§ Objective:
Reproduce verbatim the portion of the comic art article starting with "I co-wrote the" and going on through "Superman in 1938.".

─── Excerpt to read ───

Tuesday, March 20, 2007

Art Scene Iowa Cover Story


I co-wrote the cover story for the March issue of Art Scene Iowa about comic art. My third focuses on Chris Ware. Enjoy.

A superhero of his own kind

By Meghan Hackett

Batman has his utility belt, Superman’s chest is emblazoned with his stylized ‘S,’ and Captain America bears homage to the American flag. Whatever their iconic trait may be, superheroes are instantly recognizable, and have kept America feeling safe and protected since the introduction of Superman in 1938.

At the age of 11, Phil Hester, a nationally published comic book artist, realized that even superheroes need help. “As a kid, I always liked drawing and I was a big reader, especially of comics,” he says. “When I was 11, it finally dawned on me that there were actual people doing this. Comic books weren’t made in factories.”

His first introduction as a comic artist came as a sophomore at the University of Iowa. Besides working for nearly every comic book publisher in the last 20 years, Hester has created art for DC Comics and Marvel Comics, two of the country’s largest comic publishers. His art is featured in over 300 published works, and he’s experienced the iconic worlds of Batman, Nightwing, Green Arrow, the Hulk, the Creeper, Ultimate Marvel Team-Up, and many more. His original character ‘The Wretch’ was nominated for an Eisner Award for Best New Series in 1997.

─── Record set ───

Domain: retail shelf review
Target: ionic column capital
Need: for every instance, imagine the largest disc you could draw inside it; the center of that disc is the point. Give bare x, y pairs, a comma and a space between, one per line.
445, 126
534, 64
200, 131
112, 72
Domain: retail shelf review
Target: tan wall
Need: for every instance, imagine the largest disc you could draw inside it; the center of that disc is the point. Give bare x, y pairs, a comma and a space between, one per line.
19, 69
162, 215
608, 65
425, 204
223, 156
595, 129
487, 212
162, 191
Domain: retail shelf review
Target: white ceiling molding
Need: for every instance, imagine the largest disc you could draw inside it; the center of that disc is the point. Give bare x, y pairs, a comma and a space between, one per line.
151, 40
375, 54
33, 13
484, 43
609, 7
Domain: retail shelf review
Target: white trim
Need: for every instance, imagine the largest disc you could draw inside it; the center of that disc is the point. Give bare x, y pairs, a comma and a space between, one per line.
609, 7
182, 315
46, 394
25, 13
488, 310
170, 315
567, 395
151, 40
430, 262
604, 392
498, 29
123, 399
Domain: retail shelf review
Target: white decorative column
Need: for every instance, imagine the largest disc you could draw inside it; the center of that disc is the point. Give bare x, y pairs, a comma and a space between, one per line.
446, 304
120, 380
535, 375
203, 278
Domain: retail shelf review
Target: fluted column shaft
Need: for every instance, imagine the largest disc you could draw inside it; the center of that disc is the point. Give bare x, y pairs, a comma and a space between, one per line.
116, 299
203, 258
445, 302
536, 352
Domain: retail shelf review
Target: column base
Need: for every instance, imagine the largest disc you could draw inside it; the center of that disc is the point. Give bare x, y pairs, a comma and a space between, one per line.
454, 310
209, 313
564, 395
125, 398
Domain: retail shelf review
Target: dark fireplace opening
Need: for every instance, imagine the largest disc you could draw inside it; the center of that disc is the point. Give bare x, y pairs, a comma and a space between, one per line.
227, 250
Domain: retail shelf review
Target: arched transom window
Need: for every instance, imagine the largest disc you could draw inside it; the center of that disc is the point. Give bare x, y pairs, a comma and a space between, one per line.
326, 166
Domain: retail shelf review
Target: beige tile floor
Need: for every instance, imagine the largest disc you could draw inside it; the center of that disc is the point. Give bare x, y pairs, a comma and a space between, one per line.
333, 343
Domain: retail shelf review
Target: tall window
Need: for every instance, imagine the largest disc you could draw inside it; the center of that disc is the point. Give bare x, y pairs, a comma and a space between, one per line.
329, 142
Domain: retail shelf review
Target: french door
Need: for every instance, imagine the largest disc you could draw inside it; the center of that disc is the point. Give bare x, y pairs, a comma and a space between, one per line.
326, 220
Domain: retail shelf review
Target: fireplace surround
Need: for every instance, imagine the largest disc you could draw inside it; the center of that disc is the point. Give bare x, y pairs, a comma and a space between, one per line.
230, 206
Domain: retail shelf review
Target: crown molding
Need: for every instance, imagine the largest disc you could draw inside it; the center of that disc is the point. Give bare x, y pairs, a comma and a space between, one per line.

───

§ Task result:
I co-wrote the cover story for the March issue of Art Scene Iowa about comic art. My third focuses on Chris Ware. Enjoy.

A superhero of his own kind

By Meghan Hackett

Batman has his utility belt, Superman’s chest is emblazoned with his stylized ‘S,’ and Captain America bears homage to the American flag. Whatever their iconic trait may be, superheroes are instantly recognizable, and have kept America feeling safe and protected since the introduction of Superman in 1938.